──────── THE RECORDS
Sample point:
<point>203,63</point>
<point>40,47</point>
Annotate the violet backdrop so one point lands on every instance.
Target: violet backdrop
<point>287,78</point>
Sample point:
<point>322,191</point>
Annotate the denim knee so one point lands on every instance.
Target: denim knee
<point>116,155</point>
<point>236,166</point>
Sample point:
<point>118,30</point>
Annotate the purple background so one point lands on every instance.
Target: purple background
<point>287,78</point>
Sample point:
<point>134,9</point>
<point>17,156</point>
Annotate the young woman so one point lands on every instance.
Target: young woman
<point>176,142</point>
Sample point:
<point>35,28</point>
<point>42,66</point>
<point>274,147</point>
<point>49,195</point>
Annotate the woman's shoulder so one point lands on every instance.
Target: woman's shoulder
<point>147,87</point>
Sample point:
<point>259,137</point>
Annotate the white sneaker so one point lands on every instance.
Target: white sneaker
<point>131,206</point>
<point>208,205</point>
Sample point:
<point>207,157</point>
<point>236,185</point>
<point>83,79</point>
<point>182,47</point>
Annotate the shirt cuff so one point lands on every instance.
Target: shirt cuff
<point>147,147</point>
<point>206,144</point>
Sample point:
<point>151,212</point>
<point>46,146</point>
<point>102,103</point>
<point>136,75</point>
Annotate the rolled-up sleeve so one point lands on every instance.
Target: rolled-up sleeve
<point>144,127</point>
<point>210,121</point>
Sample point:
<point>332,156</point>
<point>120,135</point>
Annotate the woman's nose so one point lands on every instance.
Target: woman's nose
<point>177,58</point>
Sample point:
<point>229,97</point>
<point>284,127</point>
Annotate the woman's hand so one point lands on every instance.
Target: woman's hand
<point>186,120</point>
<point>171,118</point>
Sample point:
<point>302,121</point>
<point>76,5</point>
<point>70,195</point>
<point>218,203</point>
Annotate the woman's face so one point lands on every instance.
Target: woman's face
────────────────
TO BE DONE
Output all of the material exactly as written.

TASK SOLUTION
Sample point:
<point>203,63</point>
<point>40,47</point>
Annotate the violet backdrop so one point lands on every instance.
Target: violet backdrop
<point>287,78</point>
Sample point:
<point>322,191</point>
Annotate the denim knee so one point lands on every instance.
Target: denim knee
<point>116,155</point>
<point>236,166</point>
Sample point:
<point>118,30</point>
Annotate the purple background so one point lands on every instance.
Target: purple background
<point>287,78</point>
Sample point:
<point>134,9</point>
<point>17,156</point>
Annotate the young woman so one point lands on every instance.
Target: young woman
<point>176,142</point>
Sample point:
<point>35,28</point>
<point>42,66</point>
<point>274,147</point>
<point>49,195</point>
Annotate the woman's shoulder so one point lands on every instance.
Target: woman's shoulder
<point>147,87</point>
Sample point:
<point>259,137</point>
Annotate the white sneaker so one point lands on every instance.
Target: white sneaker
<point>131,206</point>
<point>208,205</point>
Sample point:
<point>207,157</point>
<point>236,185</point>
<point>83,79</point>
<point>182,47</point>
Annotate the shirt cuff so one point lands on every instance.
Target: shirt cuff
<point>147,147</point>
<point>206,144</point>
Sample point:
<point>151,212</point>
<point>46,146</point>
<point>102,103</point>
<point>136,75</point>
Annotate the rolled-up sleeve so one point lands on every instance.
Target: rolled-up sleeve
<point>144,127</point>
<point>210,121</point>
Sample point:
<point>332,156</point>
<point>120,135</point>
Annotate the woman's nose so one point lands on every instance.
Target: woman's nose
<point>177,58</point>
Sample point:
<point>229,97</point>
<point>284,127</point>
Annotate the woman's hand so one point lands on every instance.
Target: woman's hand
<point>186,120</point>
<point>171,118</point>
Sample point:
<point>302,121</point>
<point>76,5</point>
<point>70,195</point>
<point>218,203</point>
Annotate the woman's face so one point lands on every instance.
Target: woman's face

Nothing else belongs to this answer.